* Request *
Please write out every item below verbatim, leaving the pictures out of your answer.

----

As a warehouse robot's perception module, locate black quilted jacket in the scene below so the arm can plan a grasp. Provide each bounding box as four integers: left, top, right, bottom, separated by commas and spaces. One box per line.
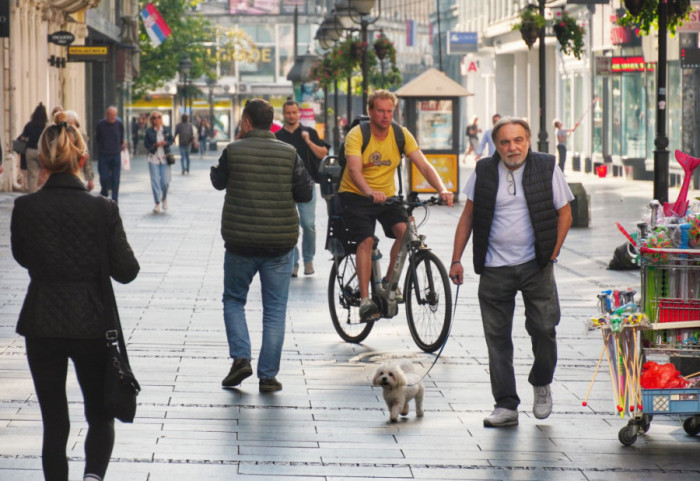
10, 174, 139, 339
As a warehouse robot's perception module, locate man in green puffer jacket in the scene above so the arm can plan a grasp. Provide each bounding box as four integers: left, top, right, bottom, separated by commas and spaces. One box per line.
210, 99, 314, 392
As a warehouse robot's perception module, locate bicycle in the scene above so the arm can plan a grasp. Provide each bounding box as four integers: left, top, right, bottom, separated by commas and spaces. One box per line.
327, 192, 452, 352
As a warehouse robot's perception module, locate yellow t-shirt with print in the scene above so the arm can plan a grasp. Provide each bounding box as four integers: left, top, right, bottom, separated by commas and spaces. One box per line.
338, 125, 419, 197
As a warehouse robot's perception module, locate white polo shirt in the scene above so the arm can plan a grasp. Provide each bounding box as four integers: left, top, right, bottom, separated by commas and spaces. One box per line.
464, 161, 574, 267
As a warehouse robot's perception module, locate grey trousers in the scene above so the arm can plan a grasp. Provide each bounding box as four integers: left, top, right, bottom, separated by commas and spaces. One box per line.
479, 260, 560, 409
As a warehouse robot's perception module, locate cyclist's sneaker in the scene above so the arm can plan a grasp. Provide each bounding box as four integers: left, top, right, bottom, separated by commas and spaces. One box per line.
382, 279, 403, 304
360, 298, 381, 322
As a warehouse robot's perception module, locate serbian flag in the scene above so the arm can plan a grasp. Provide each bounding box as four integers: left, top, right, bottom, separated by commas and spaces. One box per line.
406, 20, 416, 47
141, 3, 170, 48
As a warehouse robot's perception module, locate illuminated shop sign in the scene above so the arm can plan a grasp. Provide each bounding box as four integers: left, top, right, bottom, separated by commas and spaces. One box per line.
612, 56, 647, 73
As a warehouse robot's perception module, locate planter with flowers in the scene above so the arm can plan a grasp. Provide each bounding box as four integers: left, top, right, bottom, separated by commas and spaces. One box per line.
513, 5, 545, 48
552, 10, 586, 60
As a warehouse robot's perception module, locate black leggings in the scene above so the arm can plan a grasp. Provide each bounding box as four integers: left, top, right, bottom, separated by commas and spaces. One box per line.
26, 338, 114, 481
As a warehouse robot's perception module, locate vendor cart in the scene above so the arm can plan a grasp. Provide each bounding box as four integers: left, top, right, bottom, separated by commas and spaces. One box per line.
616, 247, 700, 446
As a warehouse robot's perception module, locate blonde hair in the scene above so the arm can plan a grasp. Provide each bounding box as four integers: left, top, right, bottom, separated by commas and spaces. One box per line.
148, 110, 163, 127
39, 112, 87, 174
367, 90, 399, 111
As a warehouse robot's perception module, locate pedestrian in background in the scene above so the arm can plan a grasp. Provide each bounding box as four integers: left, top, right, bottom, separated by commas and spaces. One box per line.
553, 119, 578, 172
475, 114, 501, 160
10, 113, 139, 481
450, 118, 574, 427
62, 110, 95, 192
143, 110, 174, 214
197, 119, 211, 159
95, 106, 128, 202
19, 102, 49, 193
275, 100, 330, 277
211, 99, 314, 392
175, 114, 197, 175
465, 115, 481, 155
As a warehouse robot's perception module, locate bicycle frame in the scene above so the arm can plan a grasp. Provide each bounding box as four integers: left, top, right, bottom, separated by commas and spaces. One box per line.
371, 211, 432, 318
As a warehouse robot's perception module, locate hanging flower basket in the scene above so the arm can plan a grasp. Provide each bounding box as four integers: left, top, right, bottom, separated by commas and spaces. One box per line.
513, 5, 545, 48
374, 34, 396, 63
552, 10, 586, 59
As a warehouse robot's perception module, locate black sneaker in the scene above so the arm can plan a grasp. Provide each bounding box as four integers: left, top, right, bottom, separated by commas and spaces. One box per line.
221, 359, 253, 387
360, 299, 382, 322
260, 377, 282, 392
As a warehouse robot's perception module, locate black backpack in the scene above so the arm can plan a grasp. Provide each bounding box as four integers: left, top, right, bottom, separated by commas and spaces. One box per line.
319, 115, 406, 199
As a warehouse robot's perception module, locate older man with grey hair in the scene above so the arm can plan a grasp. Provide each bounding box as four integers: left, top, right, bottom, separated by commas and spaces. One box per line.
450, 117, 574, 427
95, 105, 127, 202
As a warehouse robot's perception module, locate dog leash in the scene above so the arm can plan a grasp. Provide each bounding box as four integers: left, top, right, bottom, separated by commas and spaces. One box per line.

----

* Answer for this exercise *
As a warehouse robot's perception module, locate black quilted jacket in the scene below so the arm can plan a grasp. Provide each bounding box as four integers: left, top, right, bottom, separated by commas and spaces. One box per line.
10, 174, 139, 339
As a warehouse robot's perception module, locate man in green puffer jacket in the scene above so the arm can plan a grasp. Provide each bounding box as four integers: left, top, right, bottom, separated by commas and spaces. One box per line.
210, 99, 314, 392
As a warehouse robot's perception module, locate bicycle in the scene above so the arm can plan a grasp. Provide each bounding box as four integers: left, top, right, bottom, separated by commas and spaces. One box per line.
327, 192, 452, 352
As a warehouse robot's perception module, locate yellow t-shirt with print in the scene above so the arm can plan a grasp. Provide each bounding box as four integers: left, top, right, bottom, separated by commas and spaces. One box per line.
338, 125, 419, 197
As a warehouse robot's perception module, locate white polo shirt in the scene above so the arm can plan a grasp. Provide each bounding box as four integers: left, top, right, bottom, separated by commas and spaces. One box per line.
464, 161, 574, 267
As a warehouse robot's perception module, locate grey trousers in the scene above so the arm can plan a grasp. Provide each bounding box as four integers: left, top, right, bottom, separated by commas and spaces. One box per line.
479, 260, 560, 409
As a warehouse robot's perception module, locate cyclist's sneaker in the scene above so the arm can plan a grasp. Provide each bounding box as four integers: left, top, right, bottom, separated by commas and spaces. One box per line.
382, 279, 403, 304
360, 298, 381, 322
As a warehouse robot's perception module, locate serbian flag in the scene above so the arm can plan a grasp. Provide each bounding box as four integers: left, top, right, bottom, separated by commas and spaces. One box per line.
406, 20, 416, 47
141, 3, 170, 48
As a warehouse robot's perception module, locate illuminated shop sign in the scene above so the arm can plan a grasp. Provide each bounding box as four integers: left, top, right, bottom, separated by commas and spaces. One box per line.
612, 56, 647, 73
As a warehouse robot's perception module, locate planter with flowers in the scene above so the arm can plan a grasp. Provide each bounding box as four integers: left, top, right, bottom, separated by commas and spaces. One box per line.
513, 5, 545, 48
552, 10, 586, 60
As a warehouse robot's perception module, locate black leggings in the scene above so the arm can plan a grasp. Provide each bounding box as four integers: left, top, right, bottom, separated by commas and spaces. One box per line.
26, 338, 114, 481
As a warehouse robot's perception module, locate vendor cart in the scene above so the arm can plan a grasp. Provide each bounding box as four integers: left, top, right, bottom, separated by commas and spaces. One box per line.
616, 247, 700, 446
As a warehouse robot's perception module, locate blonde hair in the scene above so the arm can plan a grasp. Provide each bounding box as four integers: left, top, right, bottom, separated by commas and spaces. One box per line.
148, 110, 163, 127
39, 112, 87, 174
367, 90, 399, 111
As a warehouse robot's perception module, locate pedestrian in background in the scene above so the arm can plan a grasp. Provide each bounding box as four integers: left, top, right, bottom, separated by commas and spaces. One box per line.
553, 119, 578, 172
475, 114, 501, 160
10, 113, 139, 481
450, 118, 574, 427
62, 110, 95, 192
143, 110, 174, 214
197, 119, 211, 159
95, 106, 128, 202
19, 102, 49, 193
275, 100, 330, 277
211, 99, 314, 392
175, 114, 197, 175
465, 115, 481, 155
As a warehouse robot's perception module, locate bicycle frame in the scene above so the arm can plan a grasp. Provide each bounding box as four integers: left, top, right, bottom, separated by commas and spaces. One box per line.
371, 211, 432, 318
As a warehouse robot's perception module, locate hanging flower basket in the scene above so the arm can plan a grasp. Provide each bounding box as four integers: left, top, right, bottom, separated by commas and spaces. One box per line.
513, 5, 545, 48
374, 34, 396, 63
552, 10, 586, 59
As a warehouse robot's perception module, locate black sneaker in the scene above so the arm can plan a grasp. Provide each bounding box as four integers: left, top, right, bottom, separated by commas and spaces. One box per line.
221, 359, 253, 387
360, 299, 382, 322
260, 377, 282, 392
As a warehouse robot's perception module, locate black backpack in the scene above so the arm can plan a grasp. Provide each bounding box as four integers: left, top, right, bottom, separated by commas and spaces. One box per line.
319, 115, 406, 199
As a warehouse robot's perception module, locate older man with grey hair in the scene above so the arm can plan a grasp. Provide each bounding box as four integers: left, top, right, bottom, separated by commas and spaces. One box per line.
450, 117, 574, 427
95, 105, 127, 202
As a warehouse robot's perception module, locate dog leash in the scene above so the arm can plan a grasp. Provide each bounding box as four integers: left, top, right, bottom, separated by commas and spaces. One box per line.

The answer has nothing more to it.